**Directions for this task**:
Report how many lines in the records that follow have the word "below" in them, giving the number and nothing more.

(Items listed in a dataset)
____
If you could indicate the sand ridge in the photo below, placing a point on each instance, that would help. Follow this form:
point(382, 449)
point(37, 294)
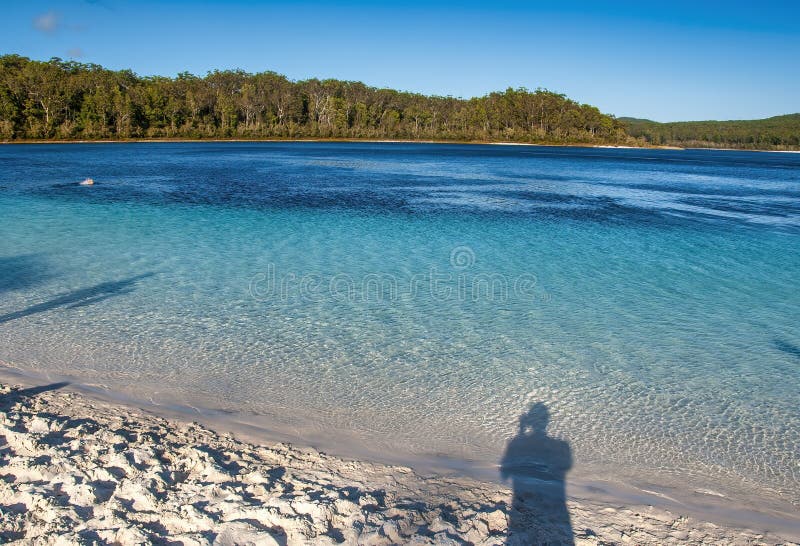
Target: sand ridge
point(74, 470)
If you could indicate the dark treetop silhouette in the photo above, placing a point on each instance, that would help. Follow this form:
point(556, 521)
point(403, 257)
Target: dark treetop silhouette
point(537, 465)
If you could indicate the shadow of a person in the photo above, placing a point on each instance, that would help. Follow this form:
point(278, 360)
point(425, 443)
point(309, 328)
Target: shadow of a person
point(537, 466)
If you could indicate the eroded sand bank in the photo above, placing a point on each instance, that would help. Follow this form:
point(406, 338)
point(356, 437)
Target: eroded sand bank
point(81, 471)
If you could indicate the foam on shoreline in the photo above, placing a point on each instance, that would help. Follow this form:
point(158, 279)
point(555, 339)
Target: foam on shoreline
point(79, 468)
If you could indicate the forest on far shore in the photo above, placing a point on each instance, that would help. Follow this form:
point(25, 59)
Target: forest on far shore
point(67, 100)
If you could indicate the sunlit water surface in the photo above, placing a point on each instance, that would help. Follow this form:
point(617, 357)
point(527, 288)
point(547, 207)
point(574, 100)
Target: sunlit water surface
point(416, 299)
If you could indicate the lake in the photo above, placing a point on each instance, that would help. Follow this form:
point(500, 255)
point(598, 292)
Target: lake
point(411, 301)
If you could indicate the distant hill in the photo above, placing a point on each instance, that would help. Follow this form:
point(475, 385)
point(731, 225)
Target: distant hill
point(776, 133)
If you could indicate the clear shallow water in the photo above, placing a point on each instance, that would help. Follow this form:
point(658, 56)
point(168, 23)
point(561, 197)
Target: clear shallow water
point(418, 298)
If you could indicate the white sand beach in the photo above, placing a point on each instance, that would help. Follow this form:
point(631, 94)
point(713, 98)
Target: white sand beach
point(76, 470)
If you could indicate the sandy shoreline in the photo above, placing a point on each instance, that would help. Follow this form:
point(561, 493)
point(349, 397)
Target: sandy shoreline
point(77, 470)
____
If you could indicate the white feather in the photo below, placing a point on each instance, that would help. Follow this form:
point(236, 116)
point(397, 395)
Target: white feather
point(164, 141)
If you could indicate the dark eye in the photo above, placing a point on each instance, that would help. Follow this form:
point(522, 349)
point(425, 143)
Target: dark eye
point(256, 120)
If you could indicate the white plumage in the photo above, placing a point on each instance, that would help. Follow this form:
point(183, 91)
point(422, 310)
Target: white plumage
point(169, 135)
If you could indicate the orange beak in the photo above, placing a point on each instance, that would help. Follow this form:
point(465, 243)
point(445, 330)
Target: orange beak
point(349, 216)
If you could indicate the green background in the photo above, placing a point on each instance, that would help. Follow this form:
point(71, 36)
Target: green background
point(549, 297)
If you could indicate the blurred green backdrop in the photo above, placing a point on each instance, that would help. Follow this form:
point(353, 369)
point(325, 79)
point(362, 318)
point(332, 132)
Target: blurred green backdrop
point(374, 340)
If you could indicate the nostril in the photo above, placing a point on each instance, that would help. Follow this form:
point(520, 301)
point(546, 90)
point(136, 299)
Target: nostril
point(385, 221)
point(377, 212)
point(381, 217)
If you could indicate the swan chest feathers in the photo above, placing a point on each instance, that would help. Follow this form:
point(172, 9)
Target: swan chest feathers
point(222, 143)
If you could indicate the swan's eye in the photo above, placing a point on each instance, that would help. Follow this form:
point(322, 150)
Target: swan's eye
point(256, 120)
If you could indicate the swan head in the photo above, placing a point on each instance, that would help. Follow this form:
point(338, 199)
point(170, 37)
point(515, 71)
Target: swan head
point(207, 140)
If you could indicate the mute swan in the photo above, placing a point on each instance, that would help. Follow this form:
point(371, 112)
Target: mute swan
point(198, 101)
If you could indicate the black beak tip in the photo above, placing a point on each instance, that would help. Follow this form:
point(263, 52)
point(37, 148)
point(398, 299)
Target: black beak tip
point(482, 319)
____
**Answer to the exercise**:
2